▶ **Page excerpt**
Sound wave propagation How does a mixture of sound frequencies travel through the same medium?
I know how it works for single frequency. I don't understand how it works for mixture of different frequencies(the movement of the particles should be different for different frequencies.I am confused here).
 A: Thanks to the superposition principle of waves. 
What you call a "mixture of sound frequencies" is really a superposition of waves of different frequencies; for example your wave could look something like this:
$$
f(\textbf{x},t) = A \hbox{cos}(\textbf{k} \cdot \textbf{x} - 2 \pi f_1 t) + B \hbox{cos}(\textbf{k} \cdot \textbf{x} - 2 \pi f_2 t)
$$
This means that at every point x in space, at every time t, the sound wave is the linear combination of two waves of different frequencies $f_1$ and $f_2$.
Thus the displacement of the particles in the medium of propagation is the sum of these two (in general, an arbitrary number) of displacements.
A: As overlapping waves can increase amplitude or cancel, so can waves of different frequencies. 
Waves do exist, despite the media demand-driven ideology that all is particles, though they may be compression waves for instance. 
Think of light through a lens, lights of different colors aren't travelling at different speeds, simply the different colors which are different frequencies are all still travelling at the speed of light in that medium. 
Sound can be compared to the light, being a wave (The equations fits as a wave, which is also the only argument for both particles and quantum mechanics), the higher pitches blue, the lower pitches red, the speed of sound is also the same in whatever medium, it's the level of energy that's associated with that sound that changes the pitchs or frequency, and energy is conserved and remains the same.   
While it's possible to filter certain colors, in general in a medium the type of wave travelling it stays the same within it.

▶ **Objective A**
Answer these questions about the sound propagation discussion, one line each:
(i) Which principle does the first answer credit for how a mixture of frequencies travels?
(ii) According to the first answer, what is the displacement of the particles in the medium?
(iii) In the lens comparison, what are the different colors said to be?
▶ **Objective B**
Please write the next part of the sound propagation discussion, starting after its final sentence.
These rows were taken from a separate source.

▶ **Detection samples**
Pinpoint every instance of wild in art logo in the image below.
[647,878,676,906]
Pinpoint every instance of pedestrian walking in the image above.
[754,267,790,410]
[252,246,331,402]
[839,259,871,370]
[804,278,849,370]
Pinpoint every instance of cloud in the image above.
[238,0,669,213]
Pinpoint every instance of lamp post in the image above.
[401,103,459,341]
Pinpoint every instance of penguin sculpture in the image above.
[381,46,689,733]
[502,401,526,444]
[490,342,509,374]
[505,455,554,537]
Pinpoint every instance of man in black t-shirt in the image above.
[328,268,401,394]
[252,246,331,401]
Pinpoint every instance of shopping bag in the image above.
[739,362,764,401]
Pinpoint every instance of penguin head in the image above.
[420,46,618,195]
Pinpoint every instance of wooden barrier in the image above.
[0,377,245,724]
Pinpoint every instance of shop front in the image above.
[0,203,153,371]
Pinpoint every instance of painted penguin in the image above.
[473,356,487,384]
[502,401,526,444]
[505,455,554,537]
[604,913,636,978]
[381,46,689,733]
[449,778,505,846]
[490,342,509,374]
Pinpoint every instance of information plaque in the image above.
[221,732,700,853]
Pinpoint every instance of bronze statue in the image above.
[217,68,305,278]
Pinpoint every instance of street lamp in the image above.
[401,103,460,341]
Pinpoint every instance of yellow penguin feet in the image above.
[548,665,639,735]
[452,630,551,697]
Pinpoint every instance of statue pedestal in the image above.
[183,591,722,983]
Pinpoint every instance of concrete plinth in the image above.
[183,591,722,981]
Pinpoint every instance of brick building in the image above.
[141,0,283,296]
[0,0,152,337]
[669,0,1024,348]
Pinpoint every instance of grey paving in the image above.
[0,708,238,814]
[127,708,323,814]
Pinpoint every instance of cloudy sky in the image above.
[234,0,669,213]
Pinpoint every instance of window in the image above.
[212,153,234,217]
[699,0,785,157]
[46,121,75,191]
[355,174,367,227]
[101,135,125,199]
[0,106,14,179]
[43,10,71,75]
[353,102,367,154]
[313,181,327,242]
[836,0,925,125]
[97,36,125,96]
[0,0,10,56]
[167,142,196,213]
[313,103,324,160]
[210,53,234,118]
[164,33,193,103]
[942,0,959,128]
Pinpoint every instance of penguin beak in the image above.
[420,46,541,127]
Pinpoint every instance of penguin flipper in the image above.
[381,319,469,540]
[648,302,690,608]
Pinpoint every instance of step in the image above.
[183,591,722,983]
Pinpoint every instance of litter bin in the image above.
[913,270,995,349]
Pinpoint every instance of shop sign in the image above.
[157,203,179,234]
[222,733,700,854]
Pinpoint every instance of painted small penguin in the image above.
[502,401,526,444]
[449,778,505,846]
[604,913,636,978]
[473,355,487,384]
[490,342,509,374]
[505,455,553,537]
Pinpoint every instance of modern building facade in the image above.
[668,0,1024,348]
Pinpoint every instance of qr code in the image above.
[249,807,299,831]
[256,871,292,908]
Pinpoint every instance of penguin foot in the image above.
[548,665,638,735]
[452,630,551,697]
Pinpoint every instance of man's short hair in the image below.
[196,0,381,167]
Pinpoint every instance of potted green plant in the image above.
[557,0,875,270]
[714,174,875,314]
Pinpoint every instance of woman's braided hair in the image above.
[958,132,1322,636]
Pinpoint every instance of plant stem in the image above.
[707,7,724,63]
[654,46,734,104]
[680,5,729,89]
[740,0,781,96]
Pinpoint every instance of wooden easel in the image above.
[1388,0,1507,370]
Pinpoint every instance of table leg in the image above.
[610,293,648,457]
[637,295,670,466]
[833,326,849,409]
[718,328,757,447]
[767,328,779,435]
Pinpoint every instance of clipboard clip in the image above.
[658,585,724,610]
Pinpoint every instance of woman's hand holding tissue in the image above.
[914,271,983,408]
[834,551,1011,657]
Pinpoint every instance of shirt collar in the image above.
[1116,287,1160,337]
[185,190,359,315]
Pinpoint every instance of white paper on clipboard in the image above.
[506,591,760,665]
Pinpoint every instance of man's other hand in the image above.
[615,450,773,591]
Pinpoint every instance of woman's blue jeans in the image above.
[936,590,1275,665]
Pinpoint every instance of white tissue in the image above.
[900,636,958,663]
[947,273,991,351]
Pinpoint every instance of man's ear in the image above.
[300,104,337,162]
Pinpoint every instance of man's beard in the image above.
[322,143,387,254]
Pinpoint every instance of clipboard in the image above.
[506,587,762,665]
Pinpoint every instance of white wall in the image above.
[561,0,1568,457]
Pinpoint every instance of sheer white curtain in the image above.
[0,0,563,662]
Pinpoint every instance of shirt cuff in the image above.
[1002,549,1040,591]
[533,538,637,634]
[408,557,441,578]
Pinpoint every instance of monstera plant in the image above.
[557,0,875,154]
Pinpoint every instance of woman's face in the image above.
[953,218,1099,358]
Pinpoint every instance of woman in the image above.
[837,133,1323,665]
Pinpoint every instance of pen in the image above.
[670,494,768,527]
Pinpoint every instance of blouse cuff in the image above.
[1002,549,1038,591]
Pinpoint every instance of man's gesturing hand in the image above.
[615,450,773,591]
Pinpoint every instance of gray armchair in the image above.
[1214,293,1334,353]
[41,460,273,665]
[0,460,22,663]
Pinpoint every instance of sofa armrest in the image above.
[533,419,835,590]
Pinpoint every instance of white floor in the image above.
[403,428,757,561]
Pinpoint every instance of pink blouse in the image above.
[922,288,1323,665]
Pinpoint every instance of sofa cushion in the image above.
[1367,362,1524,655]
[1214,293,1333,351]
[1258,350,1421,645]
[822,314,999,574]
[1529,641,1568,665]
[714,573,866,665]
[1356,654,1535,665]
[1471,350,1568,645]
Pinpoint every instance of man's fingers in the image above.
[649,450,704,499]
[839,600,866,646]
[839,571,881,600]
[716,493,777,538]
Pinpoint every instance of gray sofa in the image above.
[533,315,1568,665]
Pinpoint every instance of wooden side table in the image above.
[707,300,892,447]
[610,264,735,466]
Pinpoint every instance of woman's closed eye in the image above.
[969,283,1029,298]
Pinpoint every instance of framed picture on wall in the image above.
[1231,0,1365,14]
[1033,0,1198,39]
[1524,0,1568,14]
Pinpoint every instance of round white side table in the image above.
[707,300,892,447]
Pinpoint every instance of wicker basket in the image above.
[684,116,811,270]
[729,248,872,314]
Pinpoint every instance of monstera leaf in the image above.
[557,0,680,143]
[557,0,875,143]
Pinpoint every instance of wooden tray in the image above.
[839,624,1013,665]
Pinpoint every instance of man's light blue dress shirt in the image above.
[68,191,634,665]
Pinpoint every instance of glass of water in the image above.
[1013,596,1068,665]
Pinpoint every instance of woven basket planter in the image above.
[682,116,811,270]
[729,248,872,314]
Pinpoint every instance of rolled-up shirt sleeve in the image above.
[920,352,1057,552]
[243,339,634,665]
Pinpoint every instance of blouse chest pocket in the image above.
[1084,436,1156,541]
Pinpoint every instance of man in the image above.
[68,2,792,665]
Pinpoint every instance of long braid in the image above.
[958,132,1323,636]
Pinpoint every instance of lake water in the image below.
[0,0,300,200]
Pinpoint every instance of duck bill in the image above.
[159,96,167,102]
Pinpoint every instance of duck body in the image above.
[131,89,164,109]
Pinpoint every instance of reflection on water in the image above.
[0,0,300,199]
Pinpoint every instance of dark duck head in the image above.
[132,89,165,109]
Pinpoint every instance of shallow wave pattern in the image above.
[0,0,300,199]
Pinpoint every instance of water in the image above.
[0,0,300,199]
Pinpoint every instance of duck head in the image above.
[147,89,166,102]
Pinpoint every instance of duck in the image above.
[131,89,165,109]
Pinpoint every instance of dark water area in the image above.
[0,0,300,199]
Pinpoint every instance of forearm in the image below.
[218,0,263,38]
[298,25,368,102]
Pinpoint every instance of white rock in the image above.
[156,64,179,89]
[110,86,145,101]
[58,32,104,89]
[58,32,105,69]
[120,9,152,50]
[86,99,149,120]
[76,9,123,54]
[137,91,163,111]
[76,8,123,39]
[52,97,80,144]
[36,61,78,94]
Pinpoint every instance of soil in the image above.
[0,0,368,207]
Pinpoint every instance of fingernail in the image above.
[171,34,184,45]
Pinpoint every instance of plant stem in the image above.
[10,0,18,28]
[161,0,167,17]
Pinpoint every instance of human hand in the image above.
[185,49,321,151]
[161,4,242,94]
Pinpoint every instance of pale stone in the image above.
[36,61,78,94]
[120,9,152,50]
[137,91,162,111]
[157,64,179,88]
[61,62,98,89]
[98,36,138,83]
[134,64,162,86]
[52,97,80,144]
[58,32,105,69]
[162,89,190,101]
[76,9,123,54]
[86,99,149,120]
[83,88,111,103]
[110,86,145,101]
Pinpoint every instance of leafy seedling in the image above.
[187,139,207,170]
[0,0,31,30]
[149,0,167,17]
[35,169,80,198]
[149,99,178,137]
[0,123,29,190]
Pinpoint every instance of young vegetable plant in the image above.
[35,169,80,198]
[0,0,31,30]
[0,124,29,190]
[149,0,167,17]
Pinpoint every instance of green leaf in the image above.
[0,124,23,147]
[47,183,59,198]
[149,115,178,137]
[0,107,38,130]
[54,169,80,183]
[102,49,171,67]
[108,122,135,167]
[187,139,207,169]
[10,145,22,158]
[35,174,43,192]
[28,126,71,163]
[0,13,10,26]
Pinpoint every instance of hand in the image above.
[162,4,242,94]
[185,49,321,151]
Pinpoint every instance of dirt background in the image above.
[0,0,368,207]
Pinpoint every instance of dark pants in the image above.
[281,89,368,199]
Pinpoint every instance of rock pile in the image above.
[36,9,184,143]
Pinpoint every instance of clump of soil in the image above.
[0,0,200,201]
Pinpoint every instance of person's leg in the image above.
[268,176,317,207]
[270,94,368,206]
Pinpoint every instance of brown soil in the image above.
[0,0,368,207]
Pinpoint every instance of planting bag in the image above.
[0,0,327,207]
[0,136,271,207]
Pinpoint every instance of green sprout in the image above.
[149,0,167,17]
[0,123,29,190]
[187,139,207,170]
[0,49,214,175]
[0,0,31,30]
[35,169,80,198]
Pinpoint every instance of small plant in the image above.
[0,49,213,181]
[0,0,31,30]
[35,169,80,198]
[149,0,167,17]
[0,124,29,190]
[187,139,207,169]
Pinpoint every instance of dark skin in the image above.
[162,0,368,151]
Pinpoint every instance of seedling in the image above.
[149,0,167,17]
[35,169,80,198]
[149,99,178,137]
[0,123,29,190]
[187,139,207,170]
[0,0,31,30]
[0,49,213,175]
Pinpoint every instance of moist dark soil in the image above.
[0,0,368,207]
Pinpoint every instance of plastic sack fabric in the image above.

▶ **Written answer A**
(i) The superposition principle of waves.
(ii) The sum of the displacements of the component waves: two in the example, or in general an arbitrary number.
(iii) Different frequencies, all still traveling at the speed of light in that medium.

▶ **Written answer B**
But if you wish to stand by the particle motif:
Hook's Law which represent weights on a spring have that wave pattern in their motion.  That motion of those "Particles" vibrating together each have different frequencies and those frequencies add on each other.

F(hooke) = F(x+2h) - F = k[u(x+2h,t)-u(x_h,t)]-k[u(x+h,t)-u(x,t)]
A: Sinusoidal waves are a man-made model, a useful fiction. Resolving a disturbance such as a wave or pulse or noise into sinusoidal components of different frequencies (Spectral Analysis) is a man-made technique for analyzing such motion mathematically. 
The disturbance does not actually consist of a superposition of those components. So there is really nothing to explain. 
Concepts such as group velocity and dispersion result from our attempt to fit sinusoidal waves as fundamental entities to the phenomena which we observe in nature.   
Particularly in fluids, the propagation of the disturbance may have only a fleeting connection with the motion of individual particles within the fluid. So even a sinusoidal propagation does not necessarily match what is happening in the medium.
Related : How fitting is the sound wave (transverse wave) propagation model? (for the layman)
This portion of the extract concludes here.